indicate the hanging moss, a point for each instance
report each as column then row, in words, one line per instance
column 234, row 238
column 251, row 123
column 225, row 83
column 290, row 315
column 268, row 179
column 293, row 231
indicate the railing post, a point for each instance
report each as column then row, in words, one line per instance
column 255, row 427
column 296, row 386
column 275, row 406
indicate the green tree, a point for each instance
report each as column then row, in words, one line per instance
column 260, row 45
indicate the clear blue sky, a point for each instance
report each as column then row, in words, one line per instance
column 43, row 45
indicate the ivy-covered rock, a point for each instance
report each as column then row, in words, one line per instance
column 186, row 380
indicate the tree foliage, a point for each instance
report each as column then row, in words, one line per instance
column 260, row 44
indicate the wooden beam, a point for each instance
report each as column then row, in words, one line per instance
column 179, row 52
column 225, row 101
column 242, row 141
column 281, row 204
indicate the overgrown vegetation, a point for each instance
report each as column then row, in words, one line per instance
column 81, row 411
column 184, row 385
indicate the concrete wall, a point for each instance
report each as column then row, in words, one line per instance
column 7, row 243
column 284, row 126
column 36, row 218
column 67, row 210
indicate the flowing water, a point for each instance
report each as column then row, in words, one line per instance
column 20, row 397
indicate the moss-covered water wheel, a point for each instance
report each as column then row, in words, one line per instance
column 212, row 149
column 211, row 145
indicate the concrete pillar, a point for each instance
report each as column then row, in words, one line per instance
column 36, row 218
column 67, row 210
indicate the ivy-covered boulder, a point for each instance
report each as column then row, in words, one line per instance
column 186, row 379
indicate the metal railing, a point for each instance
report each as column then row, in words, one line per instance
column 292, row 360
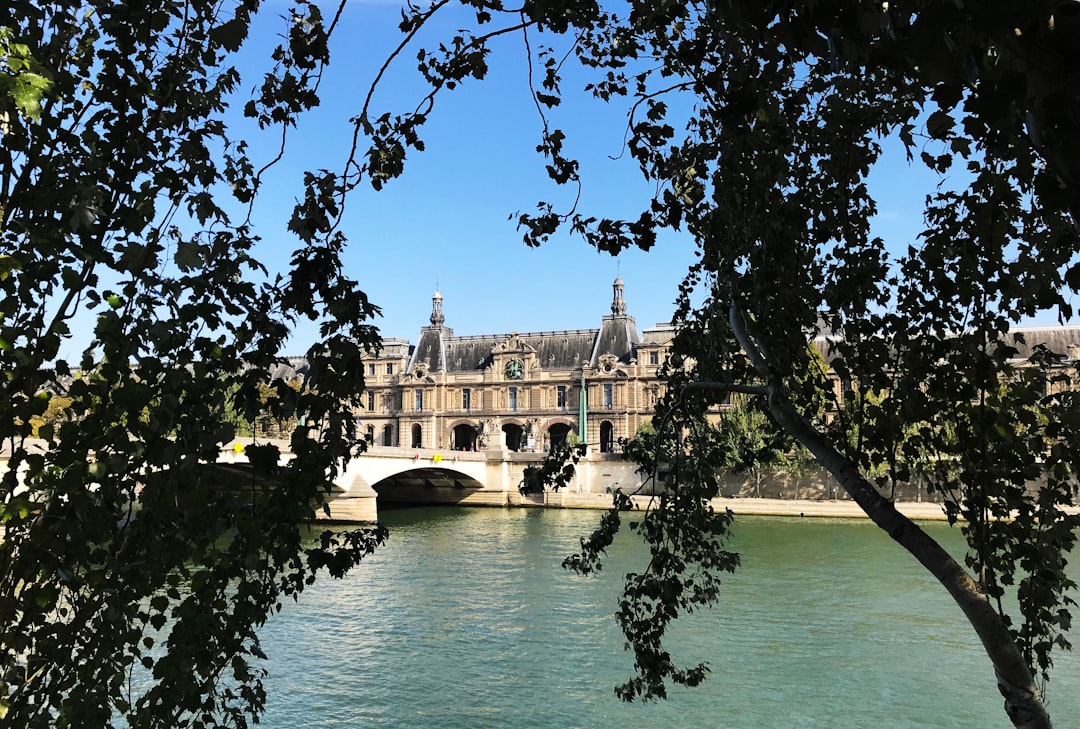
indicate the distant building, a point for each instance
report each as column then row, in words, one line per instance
column 515, row 391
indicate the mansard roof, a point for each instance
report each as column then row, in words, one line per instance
column 554, row 350
column 1061, row 340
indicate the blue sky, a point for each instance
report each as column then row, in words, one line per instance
column 446, row 219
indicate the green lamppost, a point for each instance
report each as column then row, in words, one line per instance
column 583, row 407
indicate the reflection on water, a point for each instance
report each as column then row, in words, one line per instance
column 466, row 620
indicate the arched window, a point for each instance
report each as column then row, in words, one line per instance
column 607, row 436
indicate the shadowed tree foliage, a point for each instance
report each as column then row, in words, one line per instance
column 758, row 123
column 132, row 577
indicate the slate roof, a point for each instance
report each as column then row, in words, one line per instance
column 554, row 350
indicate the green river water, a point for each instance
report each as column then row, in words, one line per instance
column 466, row 620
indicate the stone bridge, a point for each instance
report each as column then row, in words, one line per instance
column 390, row 476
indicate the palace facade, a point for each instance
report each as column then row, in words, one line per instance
column 515, row 391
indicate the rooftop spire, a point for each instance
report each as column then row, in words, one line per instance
column 618, row 304
column 436, row 309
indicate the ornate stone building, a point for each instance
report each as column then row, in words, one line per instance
column 515, row 391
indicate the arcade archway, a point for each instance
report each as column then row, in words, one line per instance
column 515, row 435
column 557, row 434
column 463, row 437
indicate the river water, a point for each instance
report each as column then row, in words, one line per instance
column 466, row 620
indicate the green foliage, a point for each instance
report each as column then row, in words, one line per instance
column 133, row 577
column 22, row 79
column 758, row 123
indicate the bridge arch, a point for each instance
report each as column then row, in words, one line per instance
column 426, row 484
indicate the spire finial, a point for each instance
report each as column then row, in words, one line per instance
column 436, row 308
column 618, row 302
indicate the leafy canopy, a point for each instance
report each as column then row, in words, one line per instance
column 133, row 575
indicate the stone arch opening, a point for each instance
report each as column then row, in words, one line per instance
column 557, row 434
column 463, row 437
column 607, row 436
column 515, row 435
column 424, row 485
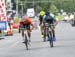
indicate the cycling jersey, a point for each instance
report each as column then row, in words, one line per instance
column 50, row 20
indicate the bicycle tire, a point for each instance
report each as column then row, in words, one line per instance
column 26, row 42
column 51, row 39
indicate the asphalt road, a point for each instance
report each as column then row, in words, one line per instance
column 12, row 46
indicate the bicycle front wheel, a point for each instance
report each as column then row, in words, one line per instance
column 26, row 42
column 51, row 39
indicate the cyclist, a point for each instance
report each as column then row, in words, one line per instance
column 42, row 13
column 25, row 23
column 50, row 18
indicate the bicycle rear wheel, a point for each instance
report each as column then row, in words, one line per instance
column 26, row 42
column 51, row 39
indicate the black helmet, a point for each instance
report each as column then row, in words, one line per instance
column 47, row 13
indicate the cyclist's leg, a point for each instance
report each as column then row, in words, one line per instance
column 28, row 31
column 54, row 38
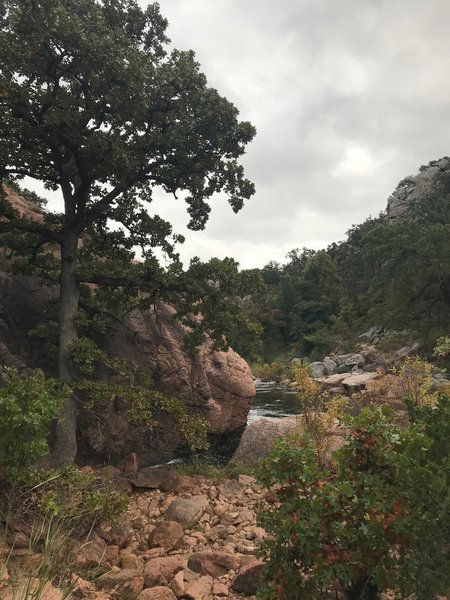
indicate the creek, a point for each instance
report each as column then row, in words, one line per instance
column 273, row 401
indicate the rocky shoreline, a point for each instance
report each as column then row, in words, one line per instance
column 183, row 537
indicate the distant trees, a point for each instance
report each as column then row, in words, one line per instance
column 93, row 104
column 391, row 273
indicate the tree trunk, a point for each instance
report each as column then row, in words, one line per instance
column 65, row 443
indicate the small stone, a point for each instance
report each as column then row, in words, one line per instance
column 131, row 561
column 220, row 589
column 187, row 511
column 177, row 584
column 157, row 593
column 167, row 535
column 245, row 480
column 215, row 564
column 249, row 579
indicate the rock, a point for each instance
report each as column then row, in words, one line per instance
column 216, row 385
column 317, row 369
column 358, row 381
column 150, row 477
column 245, row 479
column 230, row 488
column 126, row 583
column 334, row 380
column 215, row 564
column 177, row 584
column 187, row 511
column 259, row 436
column 181, row 483
column 371, row 334
column 249, row 579
column 200, row 589
column 350, row 360
column 157, row 593
column 131, row 561
column 405, row 351
column 160, row 571
column 415, row 189
column 330, row 365
column 168, row 535
column 129, row 464
column 91, row 554
column 220, row 589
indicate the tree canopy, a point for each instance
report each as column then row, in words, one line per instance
column 94, row 104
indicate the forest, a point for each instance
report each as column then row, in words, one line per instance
column 111, row 360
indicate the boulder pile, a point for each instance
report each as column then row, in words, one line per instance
column 183, row 537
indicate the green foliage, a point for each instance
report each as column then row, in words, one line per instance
column 277, row 370
column 76, row 496
column 28, row 406
column 377, row 520
column 209, row 469
column 397, row 272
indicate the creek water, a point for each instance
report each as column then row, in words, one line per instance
column 273, row 401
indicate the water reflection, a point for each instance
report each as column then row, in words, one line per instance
column 273, row 401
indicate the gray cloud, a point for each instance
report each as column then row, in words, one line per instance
column 348, row 97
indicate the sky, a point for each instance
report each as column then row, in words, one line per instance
column 348, row 97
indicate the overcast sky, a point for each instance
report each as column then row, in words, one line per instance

→ **TASK**
Set down exactly the lines beginning at the one that holds "indicate the water" and ending with the last line of the data.

→ **ANSWER BOX**
indicate the water reflection, a point for each instance
report each as column then row, in words, one line per instance
column 273, row 401
indicate the gray cloud, a point for each instance
report each as column then row, in words, one line per instance
column 348, row 97
indicate the sky, a point for each instance
report each as column then row, in words, one line per instance
column 348, row 97
indicate the overcast sky, a point for each instance
report each as column then row, in words, one line per instance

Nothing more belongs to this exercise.